- [WHAT IS REQUIRED] Locate every line in the records below that contains the string "lion" and copy each such line. Case counts.

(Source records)
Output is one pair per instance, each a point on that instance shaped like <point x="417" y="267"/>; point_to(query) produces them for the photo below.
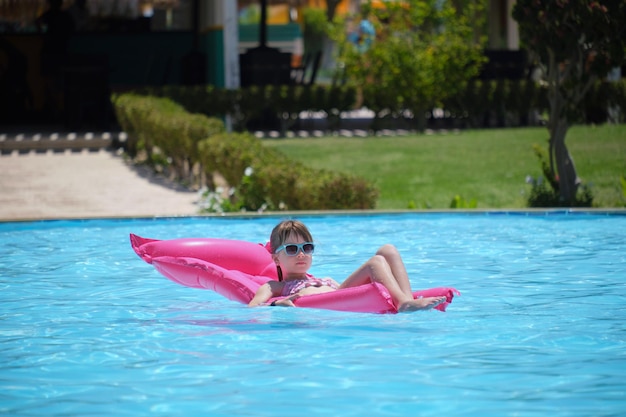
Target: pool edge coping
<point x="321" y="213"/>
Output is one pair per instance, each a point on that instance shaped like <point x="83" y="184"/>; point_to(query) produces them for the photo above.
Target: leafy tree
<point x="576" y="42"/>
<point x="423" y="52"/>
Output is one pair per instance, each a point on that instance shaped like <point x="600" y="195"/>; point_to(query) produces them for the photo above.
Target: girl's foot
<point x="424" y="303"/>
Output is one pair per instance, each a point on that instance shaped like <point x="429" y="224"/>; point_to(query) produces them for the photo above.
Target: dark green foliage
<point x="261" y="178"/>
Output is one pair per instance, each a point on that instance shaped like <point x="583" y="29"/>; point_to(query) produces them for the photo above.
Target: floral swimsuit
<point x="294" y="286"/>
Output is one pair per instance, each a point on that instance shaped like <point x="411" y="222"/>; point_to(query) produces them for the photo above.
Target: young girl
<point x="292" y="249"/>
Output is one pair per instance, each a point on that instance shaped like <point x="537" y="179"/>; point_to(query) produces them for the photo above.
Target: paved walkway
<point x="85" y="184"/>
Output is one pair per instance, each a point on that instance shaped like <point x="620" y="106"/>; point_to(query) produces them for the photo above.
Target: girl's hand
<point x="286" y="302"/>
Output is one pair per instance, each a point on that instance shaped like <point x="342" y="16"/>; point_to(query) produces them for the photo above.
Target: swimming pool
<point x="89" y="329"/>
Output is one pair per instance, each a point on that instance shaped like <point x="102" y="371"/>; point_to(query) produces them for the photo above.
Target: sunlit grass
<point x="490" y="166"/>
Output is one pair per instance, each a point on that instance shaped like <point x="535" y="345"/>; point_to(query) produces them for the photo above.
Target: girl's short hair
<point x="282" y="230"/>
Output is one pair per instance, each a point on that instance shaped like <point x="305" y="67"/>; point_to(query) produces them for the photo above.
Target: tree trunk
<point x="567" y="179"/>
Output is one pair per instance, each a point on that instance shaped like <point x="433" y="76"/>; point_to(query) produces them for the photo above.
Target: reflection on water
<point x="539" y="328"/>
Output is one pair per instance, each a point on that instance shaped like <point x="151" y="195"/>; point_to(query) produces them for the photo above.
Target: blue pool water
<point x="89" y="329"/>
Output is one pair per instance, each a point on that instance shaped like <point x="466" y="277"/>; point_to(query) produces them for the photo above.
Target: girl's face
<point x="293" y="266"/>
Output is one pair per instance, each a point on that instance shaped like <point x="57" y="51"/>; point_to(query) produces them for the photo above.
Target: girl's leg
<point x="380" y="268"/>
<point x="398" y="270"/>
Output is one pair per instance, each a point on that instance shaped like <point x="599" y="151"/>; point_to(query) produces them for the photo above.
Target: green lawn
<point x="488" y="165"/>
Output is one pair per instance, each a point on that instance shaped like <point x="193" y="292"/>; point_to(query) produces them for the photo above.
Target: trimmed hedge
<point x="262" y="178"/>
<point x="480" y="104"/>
==
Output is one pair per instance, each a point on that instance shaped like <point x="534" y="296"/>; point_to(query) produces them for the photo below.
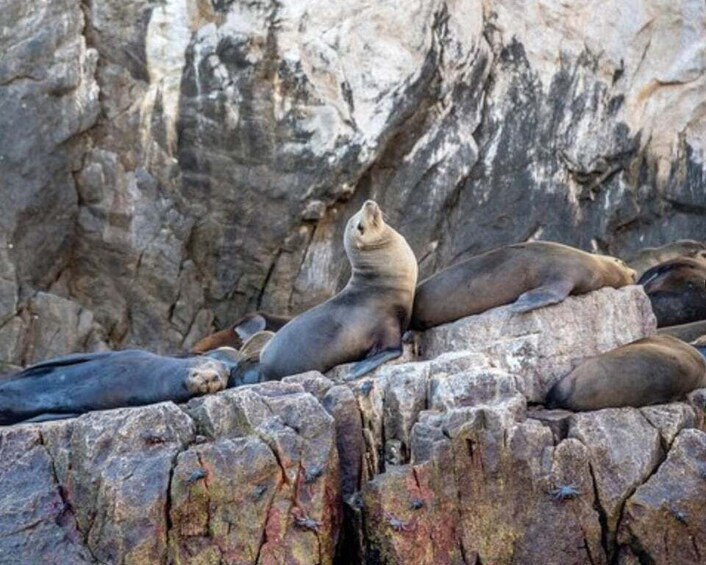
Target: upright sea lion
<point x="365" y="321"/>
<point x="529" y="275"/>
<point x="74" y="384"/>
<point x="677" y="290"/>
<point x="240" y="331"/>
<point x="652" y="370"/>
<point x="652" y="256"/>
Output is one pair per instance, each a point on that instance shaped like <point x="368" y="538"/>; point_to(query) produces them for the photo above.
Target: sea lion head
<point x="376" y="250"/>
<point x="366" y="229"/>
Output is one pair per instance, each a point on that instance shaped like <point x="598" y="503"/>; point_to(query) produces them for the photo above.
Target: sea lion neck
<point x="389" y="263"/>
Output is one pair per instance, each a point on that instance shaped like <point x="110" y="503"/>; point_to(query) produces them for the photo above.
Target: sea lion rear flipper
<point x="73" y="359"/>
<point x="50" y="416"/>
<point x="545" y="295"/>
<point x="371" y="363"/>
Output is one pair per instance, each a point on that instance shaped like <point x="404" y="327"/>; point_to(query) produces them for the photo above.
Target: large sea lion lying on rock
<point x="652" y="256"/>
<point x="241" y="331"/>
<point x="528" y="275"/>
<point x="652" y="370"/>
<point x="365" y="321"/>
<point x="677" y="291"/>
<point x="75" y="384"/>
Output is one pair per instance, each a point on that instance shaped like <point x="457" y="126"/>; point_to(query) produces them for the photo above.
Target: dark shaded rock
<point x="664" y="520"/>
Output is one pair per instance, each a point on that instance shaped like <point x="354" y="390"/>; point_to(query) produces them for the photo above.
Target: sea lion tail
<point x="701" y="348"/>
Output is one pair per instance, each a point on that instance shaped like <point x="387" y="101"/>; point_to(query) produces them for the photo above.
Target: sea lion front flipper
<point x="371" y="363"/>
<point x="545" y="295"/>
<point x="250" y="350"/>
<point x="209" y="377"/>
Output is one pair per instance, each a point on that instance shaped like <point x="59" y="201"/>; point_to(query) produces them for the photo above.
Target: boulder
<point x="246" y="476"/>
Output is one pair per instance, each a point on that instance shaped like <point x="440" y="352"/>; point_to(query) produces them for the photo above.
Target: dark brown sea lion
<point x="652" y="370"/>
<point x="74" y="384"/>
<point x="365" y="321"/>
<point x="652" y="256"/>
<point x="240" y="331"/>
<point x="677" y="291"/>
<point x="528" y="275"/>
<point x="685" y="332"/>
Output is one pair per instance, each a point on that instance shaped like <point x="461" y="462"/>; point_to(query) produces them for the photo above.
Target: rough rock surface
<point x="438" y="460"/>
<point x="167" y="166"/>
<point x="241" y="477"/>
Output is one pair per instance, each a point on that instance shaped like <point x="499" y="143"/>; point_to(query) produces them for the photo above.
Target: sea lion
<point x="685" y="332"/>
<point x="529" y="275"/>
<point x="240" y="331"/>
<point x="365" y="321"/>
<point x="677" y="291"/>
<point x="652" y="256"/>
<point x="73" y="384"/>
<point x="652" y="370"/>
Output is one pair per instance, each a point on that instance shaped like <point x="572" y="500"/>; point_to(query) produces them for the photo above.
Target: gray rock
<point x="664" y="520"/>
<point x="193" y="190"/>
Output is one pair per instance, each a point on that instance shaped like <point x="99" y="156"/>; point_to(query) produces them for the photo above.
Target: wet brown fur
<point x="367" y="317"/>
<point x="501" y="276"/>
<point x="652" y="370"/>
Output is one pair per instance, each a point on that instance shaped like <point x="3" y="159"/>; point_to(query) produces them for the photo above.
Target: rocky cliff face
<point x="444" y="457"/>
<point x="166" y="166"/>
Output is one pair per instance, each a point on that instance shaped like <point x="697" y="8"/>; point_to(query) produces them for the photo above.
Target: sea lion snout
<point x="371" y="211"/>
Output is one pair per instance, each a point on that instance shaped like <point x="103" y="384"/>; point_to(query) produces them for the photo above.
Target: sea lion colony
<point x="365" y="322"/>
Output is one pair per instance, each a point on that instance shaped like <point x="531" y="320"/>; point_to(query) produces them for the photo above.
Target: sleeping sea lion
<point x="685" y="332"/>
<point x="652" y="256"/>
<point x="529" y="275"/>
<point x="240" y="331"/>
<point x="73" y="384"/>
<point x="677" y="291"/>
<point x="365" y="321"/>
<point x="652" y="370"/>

- [TASK OUTPUT]
Target: upright sea lion
Target: sea lion head
Target: sea lion neck
Target: sea lion rear flipper
Target: large sea lion lying on rock
Target: sea lion tail
Target: sea lion front flipper
Target: dark brown sea lion
Target: sea lion
Target: sea lion snout
Target: sea lion colony
Target: sleeping sea lion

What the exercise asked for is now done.